Lack of unauthorized access kills Computer Fraud and Abuse Act claim

Oce North America, Inc. v. MCS Services, Inc., No. 10-984, 2010 WL 3703277 (D.Md. September 16, 2010)

Plaintiff makes sophisticated commercial grade printers. It also produces complex software that is used to diagnose problems with the printers and to set the functionality of the machines.

A field engineer who used to work for plaintiff allegedly copied some of the software onto his laptop when he worked for plaintiff. Later he went to work for one of the defendant companies, a competitor to plaintiff that also services plaintiff’s machines. Other employees of the defendant allegedly used copies of the software to do their work for defendant.

Plaintiff sued for, among other things, violation of the Computer Fraud and Abuse Act (CFAA), which prohibits unauthorized access to protected computers. Defendants moved to dismiss. The court granted the motion.

[Point localization data]
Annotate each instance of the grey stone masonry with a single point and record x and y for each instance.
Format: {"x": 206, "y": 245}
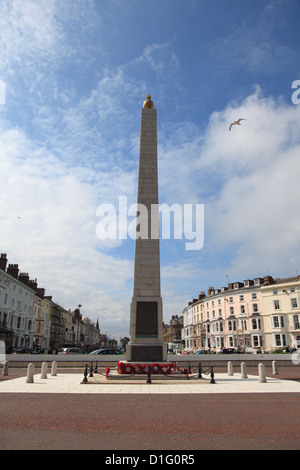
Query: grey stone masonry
{"x": 146, "y": 336}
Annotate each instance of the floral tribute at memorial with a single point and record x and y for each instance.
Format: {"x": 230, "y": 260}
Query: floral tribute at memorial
{"x": 155, "y": 368}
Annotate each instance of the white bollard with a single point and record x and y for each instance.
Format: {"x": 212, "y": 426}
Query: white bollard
{"x": 54, "y": 369}
{"x": 5, "y": 368}
{"x": 30, "y": 374}
{"x": 243, "y": 371}
{"x": 44, "y": 370}
{"x": 274, "y": 368}
{"x": 261, "y": 373}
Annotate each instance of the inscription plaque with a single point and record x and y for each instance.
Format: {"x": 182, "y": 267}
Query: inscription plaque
{"x": 146, "y": 318}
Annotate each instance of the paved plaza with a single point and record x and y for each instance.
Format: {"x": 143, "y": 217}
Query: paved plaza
{"x": 72, "y": 383}
{"x": 61, "y": 413}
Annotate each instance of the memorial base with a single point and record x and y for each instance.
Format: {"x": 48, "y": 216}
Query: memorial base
{"x": 146, "y": 352}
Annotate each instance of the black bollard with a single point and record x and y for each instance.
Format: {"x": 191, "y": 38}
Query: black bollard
{"x": 85, "y": 375}
{"x": 212, "y": 380}
{"x": 149, "y": 375}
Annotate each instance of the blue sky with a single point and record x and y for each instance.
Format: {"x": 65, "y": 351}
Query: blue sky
{"x": 75, "y": 74}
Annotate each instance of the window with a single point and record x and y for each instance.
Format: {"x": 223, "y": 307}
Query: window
{"x": 280, "y": 340}
{"x": 278, "y": 321}
{"x": 294, "y": 303}
{"x": 276, "y": 305}
{"x": 256, "y": 324}
{"x": 296, "y": 322}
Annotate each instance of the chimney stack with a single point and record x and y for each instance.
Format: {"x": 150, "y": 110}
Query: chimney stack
{"x": 24, "y": 278}
{"x": 3, "y": 261}
{"x": 13, "y": 270}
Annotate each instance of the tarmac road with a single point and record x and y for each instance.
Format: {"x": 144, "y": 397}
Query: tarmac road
{"x": 151, "y": 422}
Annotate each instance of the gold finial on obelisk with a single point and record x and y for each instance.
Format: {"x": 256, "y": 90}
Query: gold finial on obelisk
{"x": 148, "y": 103}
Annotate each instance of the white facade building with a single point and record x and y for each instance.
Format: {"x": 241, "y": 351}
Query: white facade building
{"x": 16, "y": 309}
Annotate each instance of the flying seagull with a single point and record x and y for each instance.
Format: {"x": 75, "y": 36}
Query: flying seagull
{"x": 238, "y": 122}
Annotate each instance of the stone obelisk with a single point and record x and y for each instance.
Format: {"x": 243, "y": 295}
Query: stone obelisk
{"x": 146, "y": 335}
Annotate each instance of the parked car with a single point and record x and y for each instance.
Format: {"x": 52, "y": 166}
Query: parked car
{"x": 231, "y": 351}
{"x": 69, "y": 351}
{"x": 26, "y": 351}
{"x": 106, "y": 351}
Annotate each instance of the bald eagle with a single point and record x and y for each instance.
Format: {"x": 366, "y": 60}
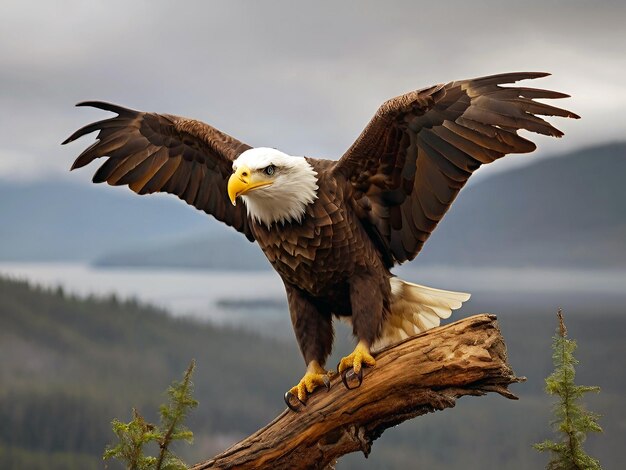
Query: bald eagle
{"x": 334, "y": 229}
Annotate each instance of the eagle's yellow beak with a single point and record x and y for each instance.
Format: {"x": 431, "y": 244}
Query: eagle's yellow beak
{"x": 243, "y": 181}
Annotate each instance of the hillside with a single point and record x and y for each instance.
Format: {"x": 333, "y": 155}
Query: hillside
{"x": 567, "y": 211}
{"x": 61, "y": 221}
{"x": 73, "y": 364}
{"x": 563, "y": 211}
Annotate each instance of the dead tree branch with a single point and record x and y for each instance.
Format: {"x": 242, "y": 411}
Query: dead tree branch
{"x": 420, "y": 375}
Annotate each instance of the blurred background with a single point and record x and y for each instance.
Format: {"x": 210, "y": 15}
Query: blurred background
{"x": 106, "y": 296}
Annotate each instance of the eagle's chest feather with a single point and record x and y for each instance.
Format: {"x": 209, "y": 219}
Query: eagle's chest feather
{"x": 321, "y": 252}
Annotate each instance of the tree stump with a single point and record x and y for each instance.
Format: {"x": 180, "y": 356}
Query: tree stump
{"x": 424, "y": 373}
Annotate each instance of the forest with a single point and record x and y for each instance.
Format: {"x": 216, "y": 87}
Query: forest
{"x": 70, "y": 365}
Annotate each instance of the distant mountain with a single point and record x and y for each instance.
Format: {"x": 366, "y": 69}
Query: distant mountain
{"x": 68, "y": 221}
{"x": 561, "y": 211}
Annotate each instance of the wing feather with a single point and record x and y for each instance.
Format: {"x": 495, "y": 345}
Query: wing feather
{"x": 419, "y": 150}
{"x": 152, "y": 152}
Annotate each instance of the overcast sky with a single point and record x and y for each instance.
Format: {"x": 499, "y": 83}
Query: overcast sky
{"x": 304, "y": 77}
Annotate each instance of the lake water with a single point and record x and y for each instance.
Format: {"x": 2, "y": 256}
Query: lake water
{"x": 229, "y": 296}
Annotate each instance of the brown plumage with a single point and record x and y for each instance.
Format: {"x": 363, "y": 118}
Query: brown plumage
{"x": 373, "y": 209}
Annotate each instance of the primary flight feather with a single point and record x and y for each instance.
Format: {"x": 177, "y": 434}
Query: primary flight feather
{"x": 334, "y": 229}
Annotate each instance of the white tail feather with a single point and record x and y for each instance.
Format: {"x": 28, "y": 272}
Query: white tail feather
{"x": 414, "y": 309}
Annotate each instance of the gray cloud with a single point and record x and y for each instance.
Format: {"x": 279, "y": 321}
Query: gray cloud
{"x": 304, "y": 77}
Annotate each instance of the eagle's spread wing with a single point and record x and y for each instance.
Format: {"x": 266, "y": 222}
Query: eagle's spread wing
{"x": 420, "y": 148}
{"x": 152, "y": 152}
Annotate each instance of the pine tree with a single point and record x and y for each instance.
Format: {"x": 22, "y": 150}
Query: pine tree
{"x": 133, "y": 436}
{"x": 572, "y": 422}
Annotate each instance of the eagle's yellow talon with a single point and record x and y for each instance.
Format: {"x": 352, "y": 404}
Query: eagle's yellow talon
{"x": 355, "y": 360}
{"x": 315, "y": 376}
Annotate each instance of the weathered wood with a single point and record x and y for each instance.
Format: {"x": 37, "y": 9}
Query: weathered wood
{"x": 422, "y": 374}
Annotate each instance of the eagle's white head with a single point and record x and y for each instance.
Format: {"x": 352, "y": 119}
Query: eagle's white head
{"x": 276, "y": 187}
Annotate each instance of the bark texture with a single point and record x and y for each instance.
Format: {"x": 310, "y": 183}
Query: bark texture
{"x": 424, "y": 373}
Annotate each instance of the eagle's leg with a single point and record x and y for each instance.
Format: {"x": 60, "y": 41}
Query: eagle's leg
{"x": 315, "y": 376}
{"x": 314, "y": 332}
{"x": 356, "y": 360}
{"x": 367, "y": 292}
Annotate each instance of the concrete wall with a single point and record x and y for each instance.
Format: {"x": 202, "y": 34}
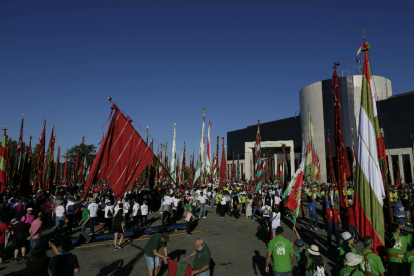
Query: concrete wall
{"x": 311, "y": 99}
{"x": 317, "y": 98}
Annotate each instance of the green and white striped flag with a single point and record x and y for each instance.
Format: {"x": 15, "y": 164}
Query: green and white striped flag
{"x": 369, "y": 188}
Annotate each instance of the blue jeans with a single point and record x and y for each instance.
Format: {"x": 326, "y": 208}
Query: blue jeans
{"x": 59, "y": 224}
{"x": 204, "y": 273}
{"x": 91, "y": 225}
{"x": 256, "y": 208}
{"x": 350, "y": 228}
{"x": 289, "y": 273}
{"x": 83, "y": 232}
{"x": 202, "y": 210}
{"x": 33, "y": 244}
{"x": 313, "y": 218}
{"x": 152, "y": 262}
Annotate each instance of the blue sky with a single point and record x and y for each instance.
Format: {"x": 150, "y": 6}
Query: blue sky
{"x": 163, "y": 61}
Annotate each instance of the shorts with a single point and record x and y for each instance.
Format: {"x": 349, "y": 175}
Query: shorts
{"x": 117, "y": 229}
{"x": 152, "y": 262}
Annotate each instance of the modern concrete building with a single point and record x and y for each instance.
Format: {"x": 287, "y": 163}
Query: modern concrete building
{"x": 396, "y": 117}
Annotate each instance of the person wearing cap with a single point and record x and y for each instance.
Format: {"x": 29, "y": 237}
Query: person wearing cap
{"x": 396, "y": 253}
{"x": 352, "y": 262}
{"x": 301, "y": 258}
{"x": 35, "y": 232}
{"x": 283, "y": 254}
{"x": 371, "y": 262}
{"x": 315, "y": 263}
{"x": 333, "y": 217}
{"x": 313, "y": 217}
{"x": 151, "y": 252}
{"x": 399, "y": 212}
{"x": 60, "y": 218}
{"x": 201, "y": 265}
{"x": 17, "y": 229}
{"x": 28, "y": 218}
{"x": 393, "y": 195}
{"x": 93, "y": 212}
{"x": 408, "y": 261}
{"x": 346, "y": 247}
{"x": 351, "y": 221}
{"x": 64, "y": 263}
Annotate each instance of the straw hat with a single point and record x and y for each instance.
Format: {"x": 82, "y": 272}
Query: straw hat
{"x": 314, "y": 250}
{"x": 352, "y": 259}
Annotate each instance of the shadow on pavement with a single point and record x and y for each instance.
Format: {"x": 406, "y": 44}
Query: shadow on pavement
{"x": 259, "y": 264}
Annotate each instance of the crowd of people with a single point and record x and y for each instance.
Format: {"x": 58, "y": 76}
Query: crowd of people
{"x": 24, "y": 217}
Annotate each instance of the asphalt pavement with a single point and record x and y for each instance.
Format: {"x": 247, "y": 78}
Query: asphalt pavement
{"x": 238, "y": 247}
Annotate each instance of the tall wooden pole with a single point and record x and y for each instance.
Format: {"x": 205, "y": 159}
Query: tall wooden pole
{"x": 346, "y": 191}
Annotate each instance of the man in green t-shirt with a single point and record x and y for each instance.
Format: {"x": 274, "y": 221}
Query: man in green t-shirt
{"x": 371, "y": 262}
{"x": 201, "y": 265}
{"x": 151, "y": 252}
{"x": 84, "y": 223}
{"x": 352, "y": 262}
{"x": 218, "y": 200}
{"x": 396, "y": 253}
{"x": 283, "y": 253}
{"x": 408, "y": 261}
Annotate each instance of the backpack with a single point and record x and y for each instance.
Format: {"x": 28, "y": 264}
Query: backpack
{"x": 320, "y": 271}
{"x": 389, "y": 240}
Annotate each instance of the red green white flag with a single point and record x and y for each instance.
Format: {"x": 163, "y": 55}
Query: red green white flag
{"x": 293, "y": 192}
{"x": 369, "y": 188}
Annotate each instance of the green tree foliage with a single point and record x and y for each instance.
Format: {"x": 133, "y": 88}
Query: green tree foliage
{"x": 73, "y": 153}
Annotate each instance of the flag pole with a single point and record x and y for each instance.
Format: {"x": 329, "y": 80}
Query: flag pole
{"x": 346, "y": 191}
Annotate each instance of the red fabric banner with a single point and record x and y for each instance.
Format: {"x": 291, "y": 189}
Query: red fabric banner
{"x": 122, "y": 157}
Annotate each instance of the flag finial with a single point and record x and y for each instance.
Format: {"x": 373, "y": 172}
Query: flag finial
{"x": 363, "y": 32}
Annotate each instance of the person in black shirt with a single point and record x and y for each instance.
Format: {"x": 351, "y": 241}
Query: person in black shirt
{"x": 64, "y": 263}
{"x": 405, "y": 200}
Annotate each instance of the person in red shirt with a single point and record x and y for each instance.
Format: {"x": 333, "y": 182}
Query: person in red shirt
{"x": 351, "y": 222}
{"x": 333, "y": 218}
{"x": 3, "y": 230}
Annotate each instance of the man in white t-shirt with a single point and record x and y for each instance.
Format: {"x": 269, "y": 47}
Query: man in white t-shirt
{"x": 135, "y": 215}
{"x": 127, "y": 205}
{"x": 167, "y": 209}
{"x": 70, "y": 213}
{"x": 175, "y": 208}
{"x": 93, "y": 211}
{"x": 60, "y": 218}
{"x": 202, "y": 199}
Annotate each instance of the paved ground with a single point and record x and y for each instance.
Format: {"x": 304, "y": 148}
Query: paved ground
{"x": 238, "y": 247}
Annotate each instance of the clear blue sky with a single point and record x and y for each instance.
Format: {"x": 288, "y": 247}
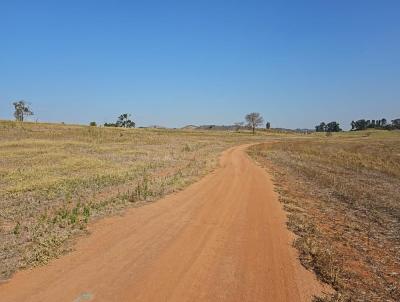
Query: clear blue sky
{"x": 174, "y": 63}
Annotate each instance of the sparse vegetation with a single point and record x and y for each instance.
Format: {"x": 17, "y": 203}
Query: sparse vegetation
{"x": 342, "y": 198}
{"x": 54, "y": 179}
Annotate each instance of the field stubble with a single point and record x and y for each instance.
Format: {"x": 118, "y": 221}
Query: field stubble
{"x": 54, "y": 179}
{"x": 342, "y": 194}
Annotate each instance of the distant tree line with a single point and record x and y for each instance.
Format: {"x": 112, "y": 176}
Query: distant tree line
{"x": 329, "y": 127}
{"x": 375, "y": 124}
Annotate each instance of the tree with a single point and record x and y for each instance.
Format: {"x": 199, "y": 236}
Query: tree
{"x": 330, "y": 127}
{"x": 396, "y": 123}
{"x": 333, "y": 127}
{"x": 21, "y": 110}
{"x": 321, "y": 127}
{"x": 254, "y": 120}
{"x": 238, "y": 125}
{"x": 124, "y": 121}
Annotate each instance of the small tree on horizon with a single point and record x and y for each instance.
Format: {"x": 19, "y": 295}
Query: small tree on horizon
{"x": 238, "y": 125}
{"x": 254, "y": 120}
{"x": 124, "y": 121}
{"x": 21, "y": 110}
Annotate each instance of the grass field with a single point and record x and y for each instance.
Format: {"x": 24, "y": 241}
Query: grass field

* **Work order A**: Could you reproduce, word for word, the stretch of the CFAA case summary that begins at the words "A field engineer" and stops after "work for defendant."?
* **Work order B**: What comes next in the CFAA case summary? Write the part that follows its final sentence.

* **Exercise result A**:
A field engineer who used to work for plaintiff allegedly copied some of the software onto his laptop when he worked for plaintiff. Later he went to work for one of the defendant companies, a competitor to plaintiff that also services plaintiff’s machines. Other employees of the defendant allegedly used copies of the software to do their work for defendant.

* **Exercise result B**:
The court held that plaintiff failed to allege that the field engineer’s access to the computer containing the software was unauthorized, because he accessed it and copied it to his laptop while he still worked for plaintiff. And that access was authorized.

As for the other defendants, the court held that the defendant company’s access to the software on the various laptops was not unauthorized. The critical point in this portion of the CFAA analysis was on whether access to the actual computer (not access to the software) was unauthorized. The defendant employees allowed access to the laptops onto which the diagnostic software was allegedly installed. So the CFAA claim failed on this basis.